:: Source data ::
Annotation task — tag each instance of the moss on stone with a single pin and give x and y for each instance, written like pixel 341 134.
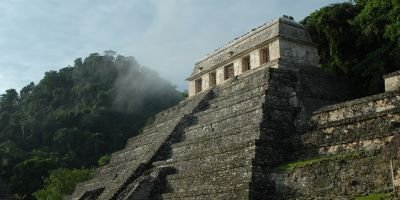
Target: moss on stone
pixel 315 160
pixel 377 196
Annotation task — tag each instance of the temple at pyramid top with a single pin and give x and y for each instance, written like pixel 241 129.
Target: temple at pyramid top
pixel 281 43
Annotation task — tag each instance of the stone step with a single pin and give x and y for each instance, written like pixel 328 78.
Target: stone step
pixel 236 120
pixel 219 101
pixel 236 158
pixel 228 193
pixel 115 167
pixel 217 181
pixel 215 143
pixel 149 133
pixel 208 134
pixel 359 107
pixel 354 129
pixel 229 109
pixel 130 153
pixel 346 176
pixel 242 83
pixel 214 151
:::
:: Source data ::
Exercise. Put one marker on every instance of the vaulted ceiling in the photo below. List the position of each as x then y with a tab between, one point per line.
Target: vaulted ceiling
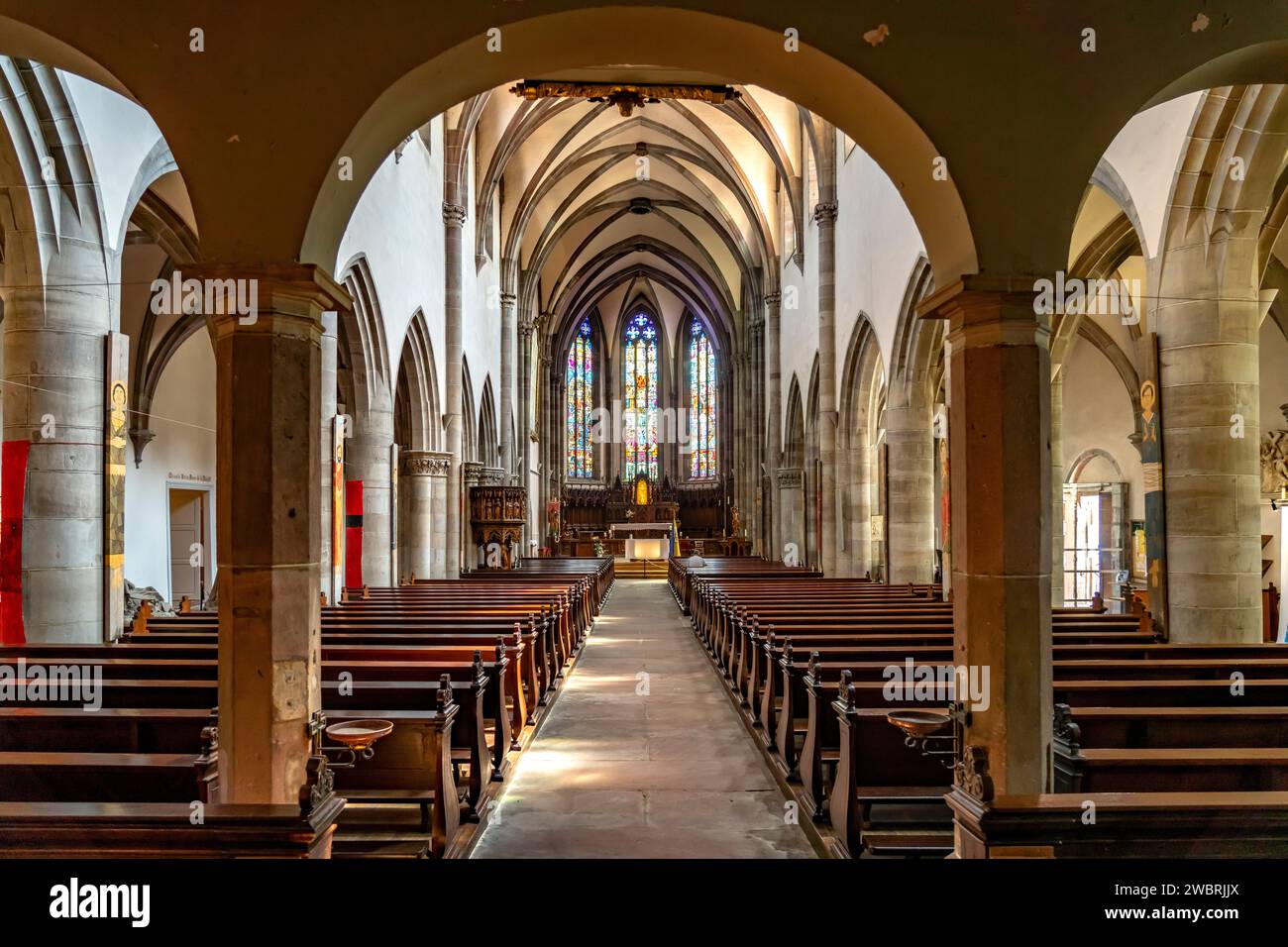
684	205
:::
(Exercise instructions): In the listing, how many lines include the string "with"? State the number alone.

(Your solution): 4